** Material for this exercise follows **
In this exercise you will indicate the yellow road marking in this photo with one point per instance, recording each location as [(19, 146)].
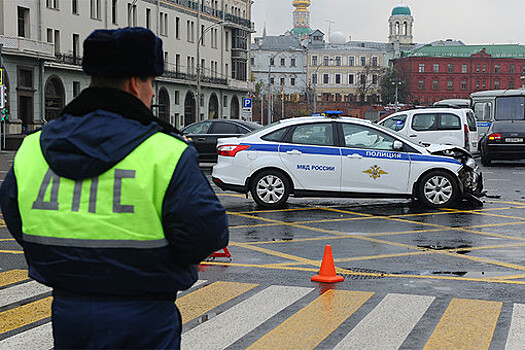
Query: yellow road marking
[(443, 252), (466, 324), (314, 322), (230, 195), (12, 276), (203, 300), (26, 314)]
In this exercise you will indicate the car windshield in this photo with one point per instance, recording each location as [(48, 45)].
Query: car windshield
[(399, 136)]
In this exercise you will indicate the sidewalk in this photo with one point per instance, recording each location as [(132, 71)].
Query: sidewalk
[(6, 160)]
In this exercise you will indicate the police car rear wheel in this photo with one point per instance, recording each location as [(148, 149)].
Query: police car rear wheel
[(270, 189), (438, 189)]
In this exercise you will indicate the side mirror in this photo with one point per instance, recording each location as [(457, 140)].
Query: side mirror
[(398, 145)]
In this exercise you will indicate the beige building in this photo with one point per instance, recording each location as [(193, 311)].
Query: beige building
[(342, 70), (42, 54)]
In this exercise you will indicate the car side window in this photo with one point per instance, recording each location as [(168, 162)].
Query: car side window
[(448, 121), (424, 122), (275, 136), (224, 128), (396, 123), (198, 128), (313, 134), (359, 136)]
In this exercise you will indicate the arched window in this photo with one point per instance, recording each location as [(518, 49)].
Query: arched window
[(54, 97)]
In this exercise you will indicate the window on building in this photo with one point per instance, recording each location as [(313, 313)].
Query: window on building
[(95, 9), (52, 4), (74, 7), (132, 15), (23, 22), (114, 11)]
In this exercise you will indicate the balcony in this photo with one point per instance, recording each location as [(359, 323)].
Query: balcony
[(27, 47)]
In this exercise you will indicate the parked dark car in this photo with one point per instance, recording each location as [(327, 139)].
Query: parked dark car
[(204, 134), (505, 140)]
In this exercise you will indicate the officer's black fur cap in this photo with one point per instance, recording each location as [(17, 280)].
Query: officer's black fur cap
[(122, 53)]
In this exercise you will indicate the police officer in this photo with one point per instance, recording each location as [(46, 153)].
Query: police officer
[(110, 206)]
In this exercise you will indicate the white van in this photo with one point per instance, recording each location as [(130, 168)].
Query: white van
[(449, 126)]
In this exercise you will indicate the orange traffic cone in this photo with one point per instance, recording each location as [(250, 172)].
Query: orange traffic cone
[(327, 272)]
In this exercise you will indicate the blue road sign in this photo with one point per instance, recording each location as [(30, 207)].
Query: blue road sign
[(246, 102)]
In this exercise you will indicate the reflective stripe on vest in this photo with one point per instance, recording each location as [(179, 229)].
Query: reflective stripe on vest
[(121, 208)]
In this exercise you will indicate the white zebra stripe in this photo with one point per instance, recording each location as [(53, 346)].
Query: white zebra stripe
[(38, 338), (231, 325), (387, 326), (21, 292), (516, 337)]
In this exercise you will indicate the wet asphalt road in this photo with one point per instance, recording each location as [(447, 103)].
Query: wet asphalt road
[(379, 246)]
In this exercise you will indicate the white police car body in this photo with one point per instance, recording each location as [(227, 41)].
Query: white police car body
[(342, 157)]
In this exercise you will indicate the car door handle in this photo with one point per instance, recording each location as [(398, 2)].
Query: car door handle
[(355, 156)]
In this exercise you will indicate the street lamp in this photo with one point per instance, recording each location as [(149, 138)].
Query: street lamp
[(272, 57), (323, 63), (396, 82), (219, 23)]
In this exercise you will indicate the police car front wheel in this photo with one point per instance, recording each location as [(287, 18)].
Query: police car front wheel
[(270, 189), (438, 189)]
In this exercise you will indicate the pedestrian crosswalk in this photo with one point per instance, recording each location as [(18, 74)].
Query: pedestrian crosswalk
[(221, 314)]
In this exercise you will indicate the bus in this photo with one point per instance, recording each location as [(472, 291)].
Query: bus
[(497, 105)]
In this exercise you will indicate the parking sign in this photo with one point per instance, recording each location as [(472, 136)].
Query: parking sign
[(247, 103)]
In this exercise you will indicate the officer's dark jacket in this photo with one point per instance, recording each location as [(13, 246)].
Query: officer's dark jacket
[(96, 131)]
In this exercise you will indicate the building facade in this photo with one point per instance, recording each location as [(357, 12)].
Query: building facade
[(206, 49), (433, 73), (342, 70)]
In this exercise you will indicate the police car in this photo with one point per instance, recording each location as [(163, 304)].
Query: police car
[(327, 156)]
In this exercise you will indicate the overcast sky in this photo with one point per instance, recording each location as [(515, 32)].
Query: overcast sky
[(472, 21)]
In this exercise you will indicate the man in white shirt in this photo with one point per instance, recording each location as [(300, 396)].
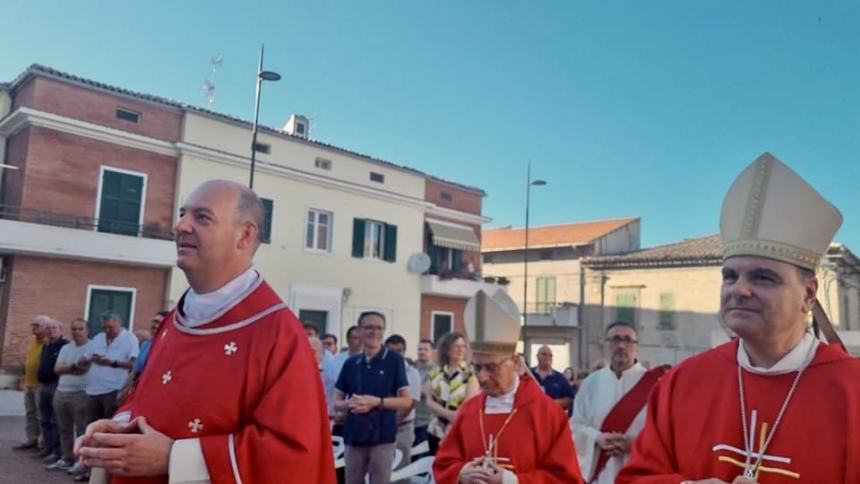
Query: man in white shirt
** End of Material for this exercise **
▸ **Your instructions**: All lines with the string "shirt" must be copied from the data.

▸ **Your response**:
In this exercise you will indicate the man in white shirt in this photo with one point per instance, recording each location as [(300, 396)].
Query: man in white shirt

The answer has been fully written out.